[Opening Document section section]

“Many of the hospital staff treating me used to be my patients. Now my life is in their hands,” relates Hadassah Medical Organization social worker Tali Rosen.
She speaks in a whisper, and it’s hard to hear her over the pinging of the spinning centrifuge that is separating her blood into plasma, red blood cells and white blood cells. Her doctors need the white cells, the leukocytes, for a promising procedure that they hope will save her life.
Since Rosen’s job as a Hadassah social worker was a challenging one, she waved away the initial tiredness and aching bones she experienced. When repeated infections became more than a nuisance, she had herself tested. Rosen was diagnosed with multiple myeloma, a cancer within the spongy bone marrow.
That was 15 years ago, and the disease is still incurable. Eventually, Hadassah’s oncology team ran out of treatments for Rosen, now a mother of five.
“Tali's story inspired me to do something,” says Prof. Polina Stepensky, who heads Hadassah’s Department of Bone Marrow Transplantation and Cancer Immunology.
Rosen is now one of seven patients in an initial clinical trial of the first made-in-Israel CAR T immunotherapy treatment. The therapy, recently approved by the US Food and Drug Administration, marshals the patient’s own T-cells, white blood cells of the immune system. The cells are genetically engineered to include a “hunting” element that seeks out the cancer cells and destroys them. Called chimeric antigen receptors (CARs), these hunters bind to specific proteins and reprogram the T-cells to destroy the cancer.
The treatment is given alongside chemotherapy. Once enhanced, the CAR T-cells are infused back into the patient's body to attack and destroy chemotherapy-resistant cancer cells.
Until now, this experimental therapy, employed particularly for multiple myeloma, has been available only in China and the US; in the US, it was restricted to Americans. The cost in the US is prohibitive: $400,000 per patient treatment. Prof. Stepensky’s team, the first in Israel to develop and manufacture its own CAR T cells, has managed to reduce the price tag drastically, making the treatment affordable for the estimated 100 to 120 Israelis who require it at any given time.
Inspired by the work of Memorial Sloan Kettering Cancer Center for Cell Engineering Director Michel Sadelain, Prof. Stepensky convinced Hadassah that her team could create a fully-Israeli “blue and white” treatment. Within three years, her team, in collaboration with Prof. Cyrille Cohen at Bar-Ilan University, performed all in vitro and in vivo experiments, built laboratories and Good Manufacturing Process facilities, and received all the necessary approvals.
“The laboratory results are impressive,” says Prof. Stepensky, who is now hoping for similar results with patients like Rosen. Clinical trials are a slow process, she says, “but we achieved significant progress in three years, which is record-breaking time.”
Rosen, who has been through an emotional rollercoaster, notes, “Despite everything, the years of lengthy treatments and the disappointments, we carry on with life as normal.” When asked what advice the social-worker Rosen would give the patient Rosen, she tears up. “I am good at giving others advice,” is all she says.
Prof. Stepensky explains that “the people in this clinical trial have tried everything else. They are seriously ill.” She anticipates that she’ll give her patients the CAR T treatment a few times and that “their cancers will become a chronic disease for them.”
While for now, Prof. Stepensky and her colleagues are treating only patients with multiple myeloma, she says that there could be many other applications for Car T treatment. “Once I take something on,” Prof. Stepensky emphasizes, “I see it through to the end for our patients. In my dream, we’ll create a facility that will develop cellular therapy for any type of cancer, for children and adults. For everything.”

[Closing Document section section]
[Opening Dataset entries section]

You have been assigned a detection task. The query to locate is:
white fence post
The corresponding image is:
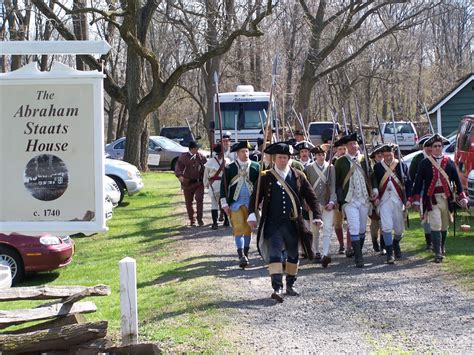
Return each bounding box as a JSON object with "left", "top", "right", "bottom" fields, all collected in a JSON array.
[{"left": 119, "top": 257, "right": 138, "bottom": 345}]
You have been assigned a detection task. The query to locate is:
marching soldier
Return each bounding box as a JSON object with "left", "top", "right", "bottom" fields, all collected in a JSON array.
[
  {"left": 369, "top": 144, "right": 385, "bottom": 255},
  {"left": 203, "top": 144, "right": 230, "bottom": 230},
  {"left": 305, "top": 146, "right": 336, "bottom": 268},
  {"left": 295, "top": 141, "right": 314, "bottom": 168},
  {"left": 332, "top": 141, "right": 352, "bottom": 255},
  {"left": 175, "top": 141, "right": 207, "bottom": 226},
  {"left": 413, "top": 133, "right": 467, "bottom": 263},
  {"left": 335, "top": 133, "right": 376, "bottom": 268},
  {"left": 248, "top": 142, "right": 322, "bottom": 302},
  {"left": 220, "top": 141, "right": 259, "bottom": 268},
  {"left": 373, "top": 144, "right": 411, "bottom": 264},
  {"left": 408, "top": 134, "right": 433, "bottom": 251}
]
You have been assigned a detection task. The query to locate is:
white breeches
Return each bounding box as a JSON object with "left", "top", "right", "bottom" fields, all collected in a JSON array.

[Closing Dataset entries section]

→ **Questions**
1. Which people are named in the CAR T article? List each person's full name as it appears.
2. Answer these questions from the CAR T article, one per line:
(a) How many years ago was Rosen's disease diagnosed?
(b) What does the therapy cost per patient treatment in the US?
(c) How many patients are in the initial clinical trial?

→ **Exercise solutions**
1.
Tali Rosen
Polina Stepensky
Michel Sadelain
Cyrille Cohen

2.
(a) 15 years
(b) $400,000
(c) Seven